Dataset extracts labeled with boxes
####

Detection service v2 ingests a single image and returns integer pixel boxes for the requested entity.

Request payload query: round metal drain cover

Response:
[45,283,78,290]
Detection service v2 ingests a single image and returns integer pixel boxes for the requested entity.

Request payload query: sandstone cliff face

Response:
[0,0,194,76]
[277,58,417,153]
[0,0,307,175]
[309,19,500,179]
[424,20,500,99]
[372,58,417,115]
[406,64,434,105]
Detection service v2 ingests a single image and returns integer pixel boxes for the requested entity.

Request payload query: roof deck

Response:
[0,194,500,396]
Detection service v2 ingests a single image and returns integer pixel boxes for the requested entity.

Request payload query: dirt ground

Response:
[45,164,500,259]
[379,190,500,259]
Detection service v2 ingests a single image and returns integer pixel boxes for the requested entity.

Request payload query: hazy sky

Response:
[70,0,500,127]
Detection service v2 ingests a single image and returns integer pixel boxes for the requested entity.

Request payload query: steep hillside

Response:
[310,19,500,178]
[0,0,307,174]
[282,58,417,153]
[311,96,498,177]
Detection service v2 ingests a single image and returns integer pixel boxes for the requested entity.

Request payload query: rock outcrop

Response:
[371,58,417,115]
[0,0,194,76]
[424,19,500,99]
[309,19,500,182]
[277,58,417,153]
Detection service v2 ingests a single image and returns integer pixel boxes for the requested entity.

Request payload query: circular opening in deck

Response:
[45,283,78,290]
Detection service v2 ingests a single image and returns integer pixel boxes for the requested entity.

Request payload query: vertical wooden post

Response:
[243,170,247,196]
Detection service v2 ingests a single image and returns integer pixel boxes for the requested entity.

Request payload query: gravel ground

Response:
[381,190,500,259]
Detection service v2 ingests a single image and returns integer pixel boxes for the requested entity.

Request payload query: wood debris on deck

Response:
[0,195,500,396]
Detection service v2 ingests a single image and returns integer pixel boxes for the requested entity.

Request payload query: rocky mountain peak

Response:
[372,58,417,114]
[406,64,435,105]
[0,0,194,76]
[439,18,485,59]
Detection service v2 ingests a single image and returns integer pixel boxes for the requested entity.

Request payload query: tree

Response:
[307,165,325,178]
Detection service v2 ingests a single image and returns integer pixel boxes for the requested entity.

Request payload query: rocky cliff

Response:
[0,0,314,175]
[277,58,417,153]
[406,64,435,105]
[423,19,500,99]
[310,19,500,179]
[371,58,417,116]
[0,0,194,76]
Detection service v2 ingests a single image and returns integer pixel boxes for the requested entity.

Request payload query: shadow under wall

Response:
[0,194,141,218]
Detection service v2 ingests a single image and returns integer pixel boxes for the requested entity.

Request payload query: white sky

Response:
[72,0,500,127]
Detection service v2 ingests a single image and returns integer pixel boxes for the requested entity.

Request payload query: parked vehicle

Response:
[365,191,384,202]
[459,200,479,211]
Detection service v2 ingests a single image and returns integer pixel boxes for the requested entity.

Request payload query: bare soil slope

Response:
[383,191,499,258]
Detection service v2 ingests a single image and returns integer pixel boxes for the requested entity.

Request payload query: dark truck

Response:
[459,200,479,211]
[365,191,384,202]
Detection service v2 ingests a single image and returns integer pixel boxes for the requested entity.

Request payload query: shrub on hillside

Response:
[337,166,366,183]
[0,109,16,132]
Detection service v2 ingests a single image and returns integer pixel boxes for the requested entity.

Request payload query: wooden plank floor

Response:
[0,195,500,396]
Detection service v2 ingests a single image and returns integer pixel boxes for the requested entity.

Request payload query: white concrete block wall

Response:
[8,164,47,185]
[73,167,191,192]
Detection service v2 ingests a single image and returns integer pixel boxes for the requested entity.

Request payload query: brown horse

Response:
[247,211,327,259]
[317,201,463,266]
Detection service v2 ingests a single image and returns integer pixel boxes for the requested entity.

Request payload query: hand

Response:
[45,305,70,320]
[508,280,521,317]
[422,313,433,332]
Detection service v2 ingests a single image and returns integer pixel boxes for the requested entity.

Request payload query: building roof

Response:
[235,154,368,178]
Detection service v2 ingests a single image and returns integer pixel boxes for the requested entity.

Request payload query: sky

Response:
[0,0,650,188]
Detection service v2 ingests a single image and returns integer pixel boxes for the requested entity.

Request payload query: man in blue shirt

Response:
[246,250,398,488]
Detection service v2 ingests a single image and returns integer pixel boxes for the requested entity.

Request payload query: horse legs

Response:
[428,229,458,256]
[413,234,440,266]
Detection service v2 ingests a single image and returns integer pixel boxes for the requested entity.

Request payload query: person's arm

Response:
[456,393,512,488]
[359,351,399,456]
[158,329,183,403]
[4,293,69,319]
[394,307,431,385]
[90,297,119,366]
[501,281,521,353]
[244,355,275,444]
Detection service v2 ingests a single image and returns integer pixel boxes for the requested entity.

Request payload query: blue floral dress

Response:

####

== Exercise objective ==
Extract every line from the listing above that contains the word "roof", and copy each one as it appears.

== Solution to this task ==
Request payload query: roof deck
Request payload query: building roof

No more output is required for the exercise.